- Your goal -
Check each statement below against the text about NVIDIA's GTC announcement, answering yes or no and quoting the words that settle it. (a) The Grace CPU Superchip has 144 Arm cores. (b) The H100 GPU is based on NVIDIA's Grace architecture. (c) The two CPU chips in the Grace CPU Superchip are connected via PCI Express Gen 5.

- Text excerpt -
________________________________________
At the recent GTC conference, NVIDIA announced their next generation processors for AI computing, the H100 GPU and the Grace CPU Superchip. Based on NVIDIA's Hopper architecture, the H100 includes a Transformer Engine for faster training of AI models. The Grace CPU Superchip features 144 Arm cores and outperforms NVIDIA's current dual-CPU offering on the SPECrate 2017_int_base benchmark.
NVIDIA founder and CEO Jensen Huang made the announcement during his keynote presentation. The Hopper architecture for accelerating AI training includes several innovative features, including faster Tensor Cores with increased floating-point operations per second (FLOPS) as well as NVIDIA's Confidential Computing technology for increased security and privacy. The H100 GPU, built on this architecture, is the first GPU to support PCI Express Gen 5 (PCIe 5) and HBM3. The Grace CPU Superchip is a single-socket package that contains two CPU chips that are connected via NVIDIA's high-speed NVLink-C2C technology. Huang's keynote positioned NVIDIA's new chips as "the engine of the world's AI infrastructure that enterprises use to accelerate their AI-driven businesses."
________________________________________
- Extracted information -

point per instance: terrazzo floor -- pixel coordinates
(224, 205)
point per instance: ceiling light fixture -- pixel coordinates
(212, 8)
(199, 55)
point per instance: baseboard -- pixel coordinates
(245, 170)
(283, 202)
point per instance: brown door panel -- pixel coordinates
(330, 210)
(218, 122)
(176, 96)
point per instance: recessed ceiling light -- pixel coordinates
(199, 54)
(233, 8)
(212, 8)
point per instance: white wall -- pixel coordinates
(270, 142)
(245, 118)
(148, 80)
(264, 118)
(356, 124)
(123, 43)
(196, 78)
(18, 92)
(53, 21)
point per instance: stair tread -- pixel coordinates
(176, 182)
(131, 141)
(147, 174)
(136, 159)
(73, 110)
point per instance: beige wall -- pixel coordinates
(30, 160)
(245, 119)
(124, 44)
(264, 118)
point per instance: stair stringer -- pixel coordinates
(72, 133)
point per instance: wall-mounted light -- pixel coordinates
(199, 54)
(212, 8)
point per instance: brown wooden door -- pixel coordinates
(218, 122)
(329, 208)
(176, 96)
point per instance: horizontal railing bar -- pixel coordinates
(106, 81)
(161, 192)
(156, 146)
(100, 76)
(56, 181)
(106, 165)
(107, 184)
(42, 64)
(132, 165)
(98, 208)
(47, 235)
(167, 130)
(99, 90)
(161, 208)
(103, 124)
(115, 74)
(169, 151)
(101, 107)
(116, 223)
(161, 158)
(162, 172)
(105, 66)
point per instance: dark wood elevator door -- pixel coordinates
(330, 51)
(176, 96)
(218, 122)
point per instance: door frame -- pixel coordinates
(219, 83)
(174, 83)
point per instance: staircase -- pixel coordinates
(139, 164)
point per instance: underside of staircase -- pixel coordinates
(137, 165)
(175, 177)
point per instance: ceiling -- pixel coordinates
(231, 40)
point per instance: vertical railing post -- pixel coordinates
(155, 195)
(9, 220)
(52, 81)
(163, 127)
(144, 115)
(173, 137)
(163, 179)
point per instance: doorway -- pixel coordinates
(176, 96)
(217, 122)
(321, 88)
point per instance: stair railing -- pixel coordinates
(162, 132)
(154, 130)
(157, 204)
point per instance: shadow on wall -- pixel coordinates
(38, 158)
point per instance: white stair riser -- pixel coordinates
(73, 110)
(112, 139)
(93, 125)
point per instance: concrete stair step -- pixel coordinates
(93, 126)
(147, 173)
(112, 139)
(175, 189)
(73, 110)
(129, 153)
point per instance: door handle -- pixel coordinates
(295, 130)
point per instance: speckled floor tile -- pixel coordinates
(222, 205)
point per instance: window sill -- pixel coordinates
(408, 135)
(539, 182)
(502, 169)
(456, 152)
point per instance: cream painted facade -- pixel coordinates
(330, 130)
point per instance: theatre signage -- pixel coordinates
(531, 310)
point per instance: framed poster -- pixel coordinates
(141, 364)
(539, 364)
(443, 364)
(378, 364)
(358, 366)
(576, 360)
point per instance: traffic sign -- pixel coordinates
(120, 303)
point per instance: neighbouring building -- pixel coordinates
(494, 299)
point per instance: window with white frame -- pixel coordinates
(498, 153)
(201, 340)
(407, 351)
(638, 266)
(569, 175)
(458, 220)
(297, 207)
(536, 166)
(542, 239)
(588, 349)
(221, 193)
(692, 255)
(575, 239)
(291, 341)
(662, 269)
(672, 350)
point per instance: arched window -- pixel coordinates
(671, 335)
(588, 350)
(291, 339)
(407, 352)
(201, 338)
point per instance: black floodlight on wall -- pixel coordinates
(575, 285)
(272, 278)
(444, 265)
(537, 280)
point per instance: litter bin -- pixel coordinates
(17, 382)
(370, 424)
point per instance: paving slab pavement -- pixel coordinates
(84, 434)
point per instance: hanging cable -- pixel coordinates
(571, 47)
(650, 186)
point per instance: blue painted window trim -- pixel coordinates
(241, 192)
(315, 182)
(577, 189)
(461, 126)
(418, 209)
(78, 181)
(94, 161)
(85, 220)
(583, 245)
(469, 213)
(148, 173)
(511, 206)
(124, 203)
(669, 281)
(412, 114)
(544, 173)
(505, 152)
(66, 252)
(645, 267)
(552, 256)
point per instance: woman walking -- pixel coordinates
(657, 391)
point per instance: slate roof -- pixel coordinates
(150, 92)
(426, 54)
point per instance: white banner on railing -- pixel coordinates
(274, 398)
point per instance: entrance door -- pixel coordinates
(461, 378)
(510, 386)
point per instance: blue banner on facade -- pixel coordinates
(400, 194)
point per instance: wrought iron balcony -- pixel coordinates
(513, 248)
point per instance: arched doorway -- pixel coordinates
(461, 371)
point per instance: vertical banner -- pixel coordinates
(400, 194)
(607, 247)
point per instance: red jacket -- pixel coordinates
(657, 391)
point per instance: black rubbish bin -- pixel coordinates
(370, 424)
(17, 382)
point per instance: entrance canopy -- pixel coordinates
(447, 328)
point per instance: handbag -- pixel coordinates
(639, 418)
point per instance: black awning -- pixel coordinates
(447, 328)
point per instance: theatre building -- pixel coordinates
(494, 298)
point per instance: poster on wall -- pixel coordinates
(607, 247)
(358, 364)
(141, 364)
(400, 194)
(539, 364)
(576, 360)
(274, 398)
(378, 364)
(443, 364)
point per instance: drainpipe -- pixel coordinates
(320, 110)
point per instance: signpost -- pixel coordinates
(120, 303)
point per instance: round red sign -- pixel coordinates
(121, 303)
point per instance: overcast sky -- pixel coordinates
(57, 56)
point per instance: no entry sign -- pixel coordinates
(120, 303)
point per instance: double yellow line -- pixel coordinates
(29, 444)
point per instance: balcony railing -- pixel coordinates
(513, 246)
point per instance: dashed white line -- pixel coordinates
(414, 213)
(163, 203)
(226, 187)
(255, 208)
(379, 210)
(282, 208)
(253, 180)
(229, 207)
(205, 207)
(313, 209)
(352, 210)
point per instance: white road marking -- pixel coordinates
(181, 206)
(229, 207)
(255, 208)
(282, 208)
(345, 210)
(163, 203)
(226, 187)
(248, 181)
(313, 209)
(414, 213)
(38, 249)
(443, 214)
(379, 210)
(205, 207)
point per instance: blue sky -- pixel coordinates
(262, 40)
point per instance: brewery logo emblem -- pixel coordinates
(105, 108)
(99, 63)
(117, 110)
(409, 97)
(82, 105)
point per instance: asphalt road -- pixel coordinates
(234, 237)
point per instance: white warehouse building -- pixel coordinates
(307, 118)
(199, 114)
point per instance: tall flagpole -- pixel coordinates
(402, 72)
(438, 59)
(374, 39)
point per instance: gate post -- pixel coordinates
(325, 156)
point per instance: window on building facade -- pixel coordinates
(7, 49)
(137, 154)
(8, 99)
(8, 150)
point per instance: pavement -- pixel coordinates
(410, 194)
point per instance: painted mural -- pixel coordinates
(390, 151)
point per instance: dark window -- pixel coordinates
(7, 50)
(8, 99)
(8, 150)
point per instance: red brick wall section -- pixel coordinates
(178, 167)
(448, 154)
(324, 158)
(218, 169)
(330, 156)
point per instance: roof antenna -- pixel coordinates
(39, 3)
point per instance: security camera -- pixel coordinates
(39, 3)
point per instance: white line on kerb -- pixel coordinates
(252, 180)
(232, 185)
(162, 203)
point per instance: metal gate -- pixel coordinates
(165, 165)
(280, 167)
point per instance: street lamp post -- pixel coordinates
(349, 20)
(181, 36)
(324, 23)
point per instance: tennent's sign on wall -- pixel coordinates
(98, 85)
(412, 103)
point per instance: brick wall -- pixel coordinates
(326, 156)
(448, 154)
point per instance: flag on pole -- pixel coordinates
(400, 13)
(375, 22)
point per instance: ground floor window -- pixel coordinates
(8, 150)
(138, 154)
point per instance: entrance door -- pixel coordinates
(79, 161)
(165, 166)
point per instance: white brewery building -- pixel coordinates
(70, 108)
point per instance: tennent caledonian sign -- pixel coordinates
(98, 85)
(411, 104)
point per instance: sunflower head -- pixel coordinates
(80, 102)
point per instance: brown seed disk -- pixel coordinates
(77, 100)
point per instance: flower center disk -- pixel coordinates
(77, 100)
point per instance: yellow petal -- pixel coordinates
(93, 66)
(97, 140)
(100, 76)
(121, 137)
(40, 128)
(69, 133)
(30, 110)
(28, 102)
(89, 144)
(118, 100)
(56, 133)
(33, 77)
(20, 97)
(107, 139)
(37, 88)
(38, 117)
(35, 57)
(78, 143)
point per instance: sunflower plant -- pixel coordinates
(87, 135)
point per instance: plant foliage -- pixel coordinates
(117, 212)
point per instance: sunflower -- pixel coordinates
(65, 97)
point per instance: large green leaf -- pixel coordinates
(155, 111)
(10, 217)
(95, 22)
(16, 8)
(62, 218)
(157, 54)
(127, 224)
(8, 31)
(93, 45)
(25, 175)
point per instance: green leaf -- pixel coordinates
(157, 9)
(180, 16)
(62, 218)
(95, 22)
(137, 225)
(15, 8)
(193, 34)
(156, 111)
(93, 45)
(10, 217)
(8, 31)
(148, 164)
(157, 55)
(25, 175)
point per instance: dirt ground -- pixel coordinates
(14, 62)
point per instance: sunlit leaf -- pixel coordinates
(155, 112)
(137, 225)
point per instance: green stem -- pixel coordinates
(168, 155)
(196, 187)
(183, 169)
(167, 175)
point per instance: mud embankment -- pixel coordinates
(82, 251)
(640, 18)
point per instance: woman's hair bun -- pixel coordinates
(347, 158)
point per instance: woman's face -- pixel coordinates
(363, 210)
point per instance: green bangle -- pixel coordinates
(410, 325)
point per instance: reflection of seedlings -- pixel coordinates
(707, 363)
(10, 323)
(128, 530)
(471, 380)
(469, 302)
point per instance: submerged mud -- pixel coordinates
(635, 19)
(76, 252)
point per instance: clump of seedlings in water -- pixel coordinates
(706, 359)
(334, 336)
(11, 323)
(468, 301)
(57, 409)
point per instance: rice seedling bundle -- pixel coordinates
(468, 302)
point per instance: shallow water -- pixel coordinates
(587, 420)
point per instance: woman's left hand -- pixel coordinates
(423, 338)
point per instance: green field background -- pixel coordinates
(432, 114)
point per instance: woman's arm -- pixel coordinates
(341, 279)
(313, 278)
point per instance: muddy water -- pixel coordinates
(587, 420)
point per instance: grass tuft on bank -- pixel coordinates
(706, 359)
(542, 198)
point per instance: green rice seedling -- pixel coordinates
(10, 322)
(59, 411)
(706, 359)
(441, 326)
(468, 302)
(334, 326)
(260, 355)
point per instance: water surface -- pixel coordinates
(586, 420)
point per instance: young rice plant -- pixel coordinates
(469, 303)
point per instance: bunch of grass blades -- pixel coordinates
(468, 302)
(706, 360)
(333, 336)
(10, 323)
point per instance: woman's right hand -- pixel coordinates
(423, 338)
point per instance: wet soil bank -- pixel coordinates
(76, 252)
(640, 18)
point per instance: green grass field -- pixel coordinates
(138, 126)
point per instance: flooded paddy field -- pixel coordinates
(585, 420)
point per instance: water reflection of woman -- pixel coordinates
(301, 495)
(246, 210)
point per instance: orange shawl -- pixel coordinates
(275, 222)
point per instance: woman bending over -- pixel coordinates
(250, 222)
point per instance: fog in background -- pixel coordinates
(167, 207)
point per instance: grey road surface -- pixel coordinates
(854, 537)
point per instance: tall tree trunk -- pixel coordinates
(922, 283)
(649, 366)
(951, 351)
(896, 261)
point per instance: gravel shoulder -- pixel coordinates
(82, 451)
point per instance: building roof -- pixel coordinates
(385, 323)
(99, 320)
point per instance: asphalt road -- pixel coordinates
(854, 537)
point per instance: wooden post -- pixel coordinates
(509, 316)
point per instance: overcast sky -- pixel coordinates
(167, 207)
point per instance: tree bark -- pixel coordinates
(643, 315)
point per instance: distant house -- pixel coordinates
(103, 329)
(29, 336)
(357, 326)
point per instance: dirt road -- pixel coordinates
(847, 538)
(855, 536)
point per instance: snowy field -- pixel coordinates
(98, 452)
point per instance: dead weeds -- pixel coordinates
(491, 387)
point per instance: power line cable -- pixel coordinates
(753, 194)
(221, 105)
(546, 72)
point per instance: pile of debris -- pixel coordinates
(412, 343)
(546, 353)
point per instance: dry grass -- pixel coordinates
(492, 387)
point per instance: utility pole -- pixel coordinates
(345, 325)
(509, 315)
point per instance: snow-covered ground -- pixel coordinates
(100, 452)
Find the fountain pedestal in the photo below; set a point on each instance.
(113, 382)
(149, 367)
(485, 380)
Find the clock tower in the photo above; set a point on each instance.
________________________________________
- Solution to this task -
(a) Yes: "The Grace CPU Superchip features 144 Arm cores"
(b) No: "Based on NVIDIA's Hopper architecture, the H100 includes a Transformer Engine"
(c) No: "contains two CPU chips that are connected via NVIDIA's high-speed NVLink-C2C technology"